- [SELECTED EXTRACT]:
It wasn’t necessarily the words that were offensive, but the timing.
You notice the oddest things during suffering. Physical touch or a simple hug are like a balm to your soul. Exuberant joys and deep pains come in waves. You crave the sounds and sights of nature. And sometimes things you never noticed before get on your nerves like the beeping of an empty IV bag … ot the lack of grace from a stranger.
During my chemo rounds, something bothered me that hadn’t before: the phrase, “Praise the Lord!” Everyone (myself included) would say it every time we got news we wanted to hear. We said it when the doctors said there were no more signs of cancer. Yet when my friends’ scans came back with a different result, there was silence.
David, a man after God’s own heart, understood this. His baby became ill. David fasted in sackcloth for days. Despite what he wanted—despite what he fasted and longed for, he did not withhold his praise when God’s answer was “No.” He did a “Praise the Lord” when he received news of the child’s death. He did not let bad news thwart the praise God deserved but gave it even in his storm.

- [ACTIVITY A]: Condense the paragraph of the passage on praise during suffering that begins "David, a man after God's own heart" into a short bulleted list that keeps its main facts.
- [ACTIVITY B]: Pick up the passage on praising God during suffering where it stops and write a further paragraph in the same first-person voice.

- [DATA LISTING]:
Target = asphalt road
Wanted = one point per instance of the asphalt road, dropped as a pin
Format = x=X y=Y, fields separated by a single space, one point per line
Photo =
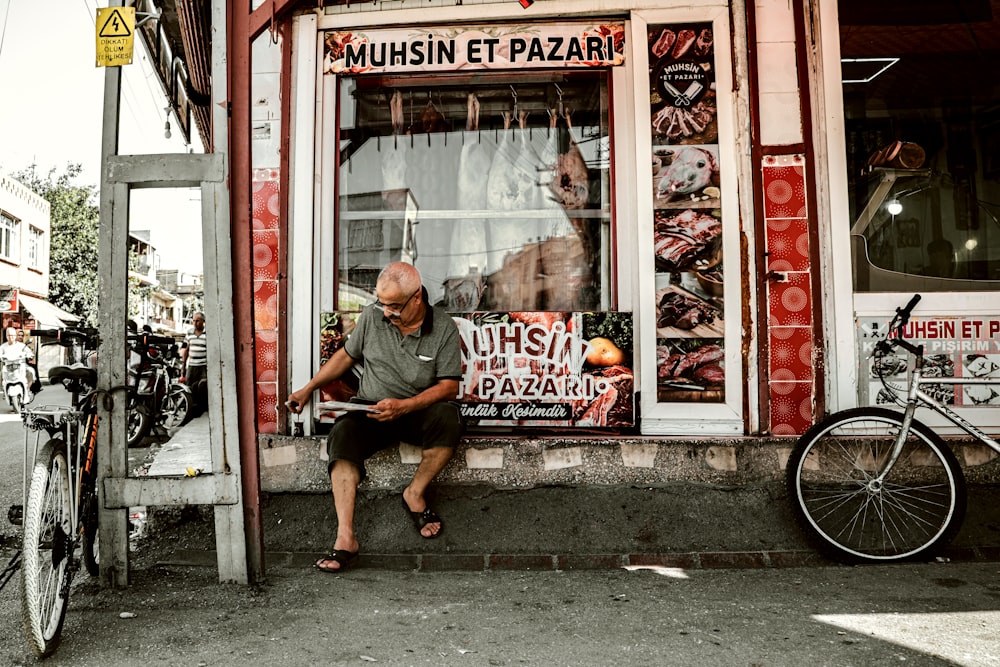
x=931 y=614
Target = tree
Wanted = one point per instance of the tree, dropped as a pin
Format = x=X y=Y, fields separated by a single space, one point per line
x=73 y=247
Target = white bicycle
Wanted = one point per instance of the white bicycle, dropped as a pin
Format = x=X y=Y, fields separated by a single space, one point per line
x=872 y=484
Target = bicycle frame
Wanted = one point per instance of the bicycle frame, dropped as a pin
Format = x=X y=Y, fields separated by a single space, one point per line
x=916 y=397
x=67 y=422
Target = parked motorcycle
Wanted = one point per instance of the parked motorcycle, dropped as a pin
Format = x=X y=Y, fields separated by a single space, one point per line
x=156 y=397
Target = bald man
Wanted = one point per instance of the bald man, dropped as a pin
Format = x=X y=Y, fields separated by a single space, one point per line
x=412 y=367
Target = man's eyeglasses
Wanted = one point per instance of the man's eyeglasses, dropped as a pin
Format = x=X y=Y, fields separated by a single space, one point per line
x=391 y=311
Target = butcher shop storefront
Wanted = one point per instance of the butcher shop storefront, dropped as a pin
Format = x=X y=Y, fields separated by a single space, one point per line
x=566 y=190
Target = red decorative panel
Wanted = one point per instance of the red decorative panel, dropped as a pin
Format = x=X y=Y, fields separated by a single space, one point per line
x=265 y=304
x=791 y=407
x=791 y=353
x=266 y=352
x=265 y=255
x=784 y=187
x=789 y=303
x=264 y=272
x=267 y=402
x=787 y=244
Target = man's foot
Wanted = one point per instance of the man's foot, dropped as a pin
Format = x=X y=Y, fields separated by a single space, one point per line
x=336 y=561
x=426 y=521
x=344 y=552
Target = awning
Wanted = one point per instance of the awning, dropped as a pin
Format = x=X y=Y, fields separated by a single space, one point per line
x=47 y=314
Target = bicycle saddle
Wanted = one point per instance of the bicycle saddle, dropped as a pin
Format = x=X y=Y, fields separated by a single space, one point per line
x=83 y=374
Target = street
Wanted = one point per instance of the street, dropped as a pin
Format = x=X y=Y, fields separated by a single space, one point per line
x=927 y=614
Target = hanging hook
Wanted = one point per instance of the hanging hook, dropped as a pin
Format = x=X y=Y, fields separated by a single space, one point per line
x=272 y=28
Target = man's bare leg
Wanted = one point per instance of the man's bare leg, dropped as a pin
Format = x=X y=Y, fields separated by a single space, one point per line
x=344 y=479
x=432 y=461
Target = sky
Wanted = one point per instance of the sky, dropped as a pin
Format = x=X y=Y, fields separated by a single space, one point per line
x=53 y=109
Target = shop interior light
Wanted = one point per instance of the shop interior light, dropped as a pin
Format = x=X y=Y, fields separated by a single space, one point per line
x=864 y=70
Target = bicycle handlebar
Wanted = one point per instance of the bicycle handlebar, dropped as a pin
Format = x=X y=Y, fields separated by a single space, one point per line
x=67 y=337
x=151 y=339
x=904 y=313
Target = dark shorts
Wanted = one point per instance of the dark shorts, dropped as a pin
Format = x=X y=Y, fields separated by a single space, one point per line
x=355 y=436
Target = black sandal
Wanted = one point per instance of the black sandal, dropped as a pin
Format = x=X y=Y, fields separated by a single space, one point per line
x=342 y=556
x=421 y=519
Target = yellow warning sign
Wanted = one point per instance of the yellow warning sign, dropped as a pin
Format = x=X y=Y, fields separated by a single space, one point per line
x=115 y=35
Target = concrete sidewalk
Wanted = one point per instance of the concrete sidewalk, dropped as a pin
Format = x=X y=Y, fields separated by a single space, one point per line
x=553 y=527
x=921 y=615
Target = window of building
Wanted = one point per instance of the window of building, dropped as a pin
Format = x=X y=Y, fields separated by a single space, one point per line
x=36 y=248
x=9 y=247
x=922 y=109
x=495 y=186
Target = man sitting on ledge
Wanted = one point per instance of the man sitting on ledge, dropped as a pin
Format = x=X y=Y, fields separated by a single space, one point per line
x=412 y=366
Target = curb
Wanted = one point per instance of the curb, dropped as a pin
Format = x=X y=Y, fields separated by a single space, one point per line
x=561 y=562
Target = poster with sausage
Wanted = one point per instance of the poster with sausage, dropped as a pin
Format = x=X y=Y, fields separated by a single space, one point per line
x=687 y=216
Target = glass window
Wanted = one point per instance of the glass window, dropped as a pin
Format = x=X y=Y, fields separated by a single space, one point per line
x=36 y=248
x=922 y=108
x=9 y=248
x=495 y=186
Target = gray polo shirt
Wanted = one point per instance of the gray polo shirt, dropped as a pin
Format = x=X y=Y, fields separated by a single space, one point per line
x=397 y=366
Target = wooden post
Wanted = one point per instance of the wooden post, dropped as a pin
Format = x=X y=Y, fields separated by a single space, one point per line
x=112 y=456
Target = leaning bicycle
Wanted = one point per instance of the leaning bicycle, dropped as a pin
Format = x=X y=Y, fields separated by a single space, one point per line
x=872 y=484
x=60 y=510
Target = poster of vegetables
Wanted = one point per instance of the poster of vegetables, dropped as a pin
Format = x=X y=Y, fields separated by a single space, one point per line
x=687 y=218
x=545 y=369
x=556 y=369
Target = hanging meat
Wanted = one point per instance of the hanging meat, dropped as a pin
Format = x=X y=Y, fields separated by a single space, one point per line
x=688 y=240
x=393 y=151
x=683 y=312
x=702 y=366
x=467 y=261
x=571 y=182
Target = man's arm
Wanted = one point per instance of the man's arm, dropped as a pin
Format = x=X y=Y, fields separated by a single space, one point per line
x=394 y=408
x=337 y=365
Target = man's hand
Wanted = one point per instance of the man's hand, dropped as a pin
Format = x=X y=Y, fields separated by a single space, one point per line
x=297 y=400
x=388 y=409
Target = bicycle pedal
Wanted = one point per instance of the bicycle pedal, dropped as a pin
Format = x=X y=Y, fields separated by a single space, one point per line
x=15 y=514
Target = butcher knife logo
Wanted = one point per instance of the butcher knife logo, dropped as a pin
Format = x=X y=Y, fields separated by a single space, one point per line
x=681 y=84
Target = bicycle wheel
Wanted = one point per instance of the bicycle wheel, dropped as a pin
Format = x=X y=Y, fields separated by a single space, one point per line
x=48 y=542
x=857 y=515
x=177 y=406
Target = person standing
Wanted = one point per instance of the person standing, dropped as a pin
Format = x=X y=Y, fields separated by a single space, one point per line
x=15 y=350
x=412 y=367
x=194 y=362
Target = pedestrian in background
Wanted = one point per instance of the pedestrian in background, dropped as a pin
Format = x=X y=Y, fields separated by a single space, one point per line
x=194 y=363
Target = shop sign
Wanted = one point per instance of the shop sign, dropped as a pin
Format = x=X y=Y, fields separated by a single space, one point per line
x=8 y=300
x=954 y=347
x=528 y=368
x=474 y=47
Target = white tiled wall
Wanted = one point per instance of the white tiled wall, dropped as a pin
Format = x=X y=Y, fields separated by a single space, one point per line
x=780 y=115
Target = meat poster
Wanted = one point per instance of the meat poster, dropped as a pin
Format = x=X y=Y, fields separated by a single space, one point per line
x=542 y=369
x=687 y=216
x=547 y=369
x=954 y=347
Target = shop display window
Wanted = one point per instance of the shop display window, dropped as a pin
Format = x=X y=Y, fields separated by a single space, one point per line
x=496 y=186
x=922 y=109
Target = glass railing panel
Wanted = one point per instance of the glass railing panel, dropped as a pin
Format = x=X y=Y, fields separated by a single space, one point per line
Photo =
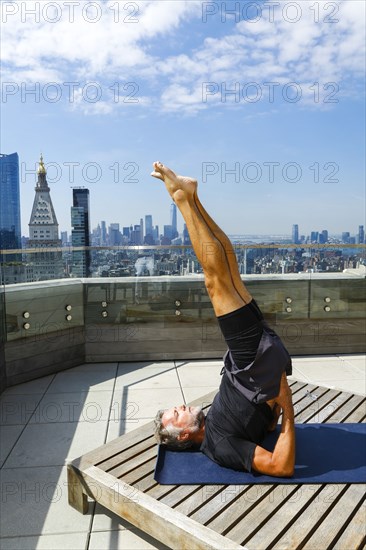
x=338 y=298
x=142 y=300
x=36 y=309
x=29 y=265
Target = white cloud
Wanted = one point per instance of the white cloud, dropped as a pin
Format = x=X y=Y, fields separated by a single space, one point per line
x=116 y=48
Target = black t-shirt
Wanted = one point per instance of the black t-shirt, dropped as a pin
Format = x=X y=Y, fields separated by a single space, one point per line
x=233 y=427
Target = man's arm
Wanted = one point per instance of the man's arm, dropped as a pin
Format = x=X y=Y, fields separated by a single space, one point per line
x=281 y=462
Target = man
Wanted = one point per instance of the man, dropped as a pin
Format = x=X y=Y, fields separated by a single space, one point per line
x=254 y=388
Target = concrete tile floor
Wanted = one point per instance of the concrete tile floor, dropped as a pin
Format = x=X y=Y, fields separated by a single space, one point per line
x=49 y=421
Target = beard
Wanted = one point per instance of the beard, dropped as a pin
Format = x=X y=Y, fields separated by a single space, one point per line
x=198 y=420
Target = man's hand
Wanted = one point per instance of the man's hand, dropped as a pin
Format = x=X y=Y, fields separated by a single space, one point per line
x=284 y=398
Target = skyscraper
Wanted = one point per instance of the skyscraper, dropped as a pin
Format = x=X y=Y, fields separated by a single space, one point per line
x=148 y=239
x=361 y=234
x=43 y=233
x=10 y=234
x=173 y=220
x=80 y=233
x=295 y=234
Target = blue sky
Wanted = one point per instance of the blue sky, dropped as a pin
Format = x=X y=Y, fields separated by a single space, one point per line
x=147 y=82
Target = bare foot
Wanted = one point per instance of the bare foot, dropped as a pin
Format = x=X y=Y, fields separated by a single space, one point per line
x=178 y=187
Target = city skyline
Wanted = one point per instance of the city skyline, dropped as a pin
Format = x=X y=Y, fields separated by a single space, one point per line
x=275 y=135
x=298 y=235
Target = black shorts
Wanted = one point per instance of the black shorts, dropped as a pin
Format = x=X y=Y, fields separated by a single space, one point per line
x=242 y=330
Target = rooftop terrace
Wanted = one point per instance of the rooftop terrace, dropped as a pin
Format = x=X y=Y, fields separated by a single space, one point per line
x=84 y=361
x=47 y=422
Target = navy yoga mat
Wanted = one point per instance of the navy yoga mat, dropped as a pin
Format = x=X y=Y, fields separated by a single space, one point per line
x=325 y=453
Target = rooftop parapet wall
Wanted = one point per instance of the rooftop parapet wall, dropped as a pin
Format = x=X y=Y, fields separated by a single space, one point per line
x=54 y=325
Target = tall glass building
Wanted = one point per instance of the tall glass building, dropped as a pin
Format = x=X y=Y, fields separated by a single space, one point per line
x=10 y=233
x=80 y=234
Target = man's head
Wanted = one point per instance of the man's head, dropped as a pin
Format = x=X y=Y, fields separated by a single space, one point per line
x=180 y=427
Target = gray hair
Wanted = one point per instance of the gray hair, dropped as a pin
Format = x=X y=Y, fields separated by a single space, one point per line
x=168 y=435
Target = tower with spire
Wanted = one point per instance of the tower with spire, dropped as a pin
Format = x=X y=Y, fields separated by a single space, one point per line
x=43 y=233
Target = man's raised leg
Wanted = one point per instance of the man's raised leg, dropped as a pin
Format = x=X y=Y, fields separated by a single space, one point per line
x=209 y=250
x=229 y=251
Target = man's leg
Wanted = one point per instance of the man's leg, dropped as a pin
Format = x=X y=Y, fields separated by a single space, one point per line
x=209 y=250
x=229 y=251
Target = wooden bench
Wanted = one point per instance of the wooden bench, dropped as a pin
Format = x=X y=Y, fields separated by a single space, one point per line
x=119 y=475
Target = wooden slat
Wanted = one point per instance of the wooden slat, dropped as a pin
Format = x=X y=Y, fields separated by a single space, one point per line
x=354 y=532
x=310 y=508
x=198 y=499
x=261 y=516
x=135 y=463
x=153 y=517
x=244 y=498
x=126 y=455
x=342 y=414
x=310 y=413
x=106 y=451
x=180 y=494
x=272 y=516
x=338 y=517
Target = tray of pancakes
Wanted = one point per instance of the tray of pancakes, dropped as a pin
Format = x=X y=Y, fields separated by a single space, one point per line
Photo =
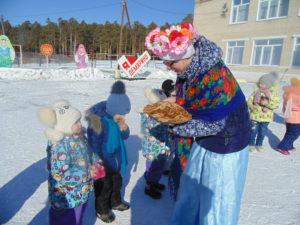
x=167 y=112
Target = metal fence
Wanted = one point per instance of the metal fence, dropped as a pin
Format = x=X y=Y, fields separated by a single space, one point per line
x=101 y=60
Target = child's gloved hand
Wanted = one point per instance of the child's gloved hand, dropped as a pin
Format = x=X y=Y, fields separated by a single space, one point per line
x=264 y=102
x=265 y=109
x=120 y=120
x=97 y=171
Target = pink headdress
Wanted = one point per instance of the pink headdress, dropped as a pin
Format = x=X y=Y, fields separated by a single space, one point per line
x=81 y=50
x=173 y=43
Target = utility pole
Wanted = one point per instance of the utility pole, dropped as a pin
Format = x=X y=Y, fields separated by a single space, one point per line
x=3 y=32
x=124 y=11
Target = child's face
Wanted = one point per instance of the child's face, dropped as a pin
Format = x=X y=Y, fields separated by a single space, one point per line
x=262 y=86
x=173 y=94
x=76 y=127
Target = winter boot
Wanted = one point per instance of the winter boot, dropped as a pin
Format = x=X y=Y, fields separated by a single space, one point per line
x=106 y=217
x=284 y=152
x=252 y=148
x=121 y=207
x=259 y=148
x=152 y=192
x=157 y=186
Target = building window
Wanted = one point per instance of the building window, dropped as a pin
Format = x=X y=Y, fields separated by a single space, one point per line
x=270 y=9
x=296 y=55
x=235 y=50
x=239 y=11
x=267 y=52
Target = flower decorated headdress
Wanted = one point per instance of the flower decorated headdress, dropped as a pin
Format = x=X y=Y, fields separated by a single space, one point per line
x=173 y=43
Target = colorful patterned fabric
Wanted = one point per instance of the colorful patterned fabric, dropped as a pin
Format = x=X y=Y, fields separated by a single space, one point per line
x=264 y=113
x=155 y=140
x=208 y=93
x=181 y=149
x=69 y=178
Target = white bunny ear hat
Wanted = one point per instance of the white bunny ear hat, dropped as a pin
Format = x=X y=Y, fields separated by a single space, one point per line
x=59 y=118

- [OUTPUT A]:
- David is described as a man after God's own heart.
- His baby became ill, and he fasted in sackcloth for days.
- Despite what he longed for, he kept praising God when God's answer was "No."
- He praised the Lord on hearing of the child's death.
- He did not let bad news stop the praise God deserved, giving it even in his storm.

- [OUTPUT B]:
God’s hand isn’t less able to save when we get news we weren’t desiring. Silence can be a reflection of our shock or a pout because God is not giving us what we want.
My family started a new tradition. When we get good news we say, “Praise the Lord!” But when we get bad news, we say the same. Doing so has had surprising results. Those three little words remind us God is God and we are not. Things may not be going the way we would like, but everything is going to be okay because God is still on the throne. This is not all there is.
All good and perfect gifts come from God. Praise Him in the good and in the bad.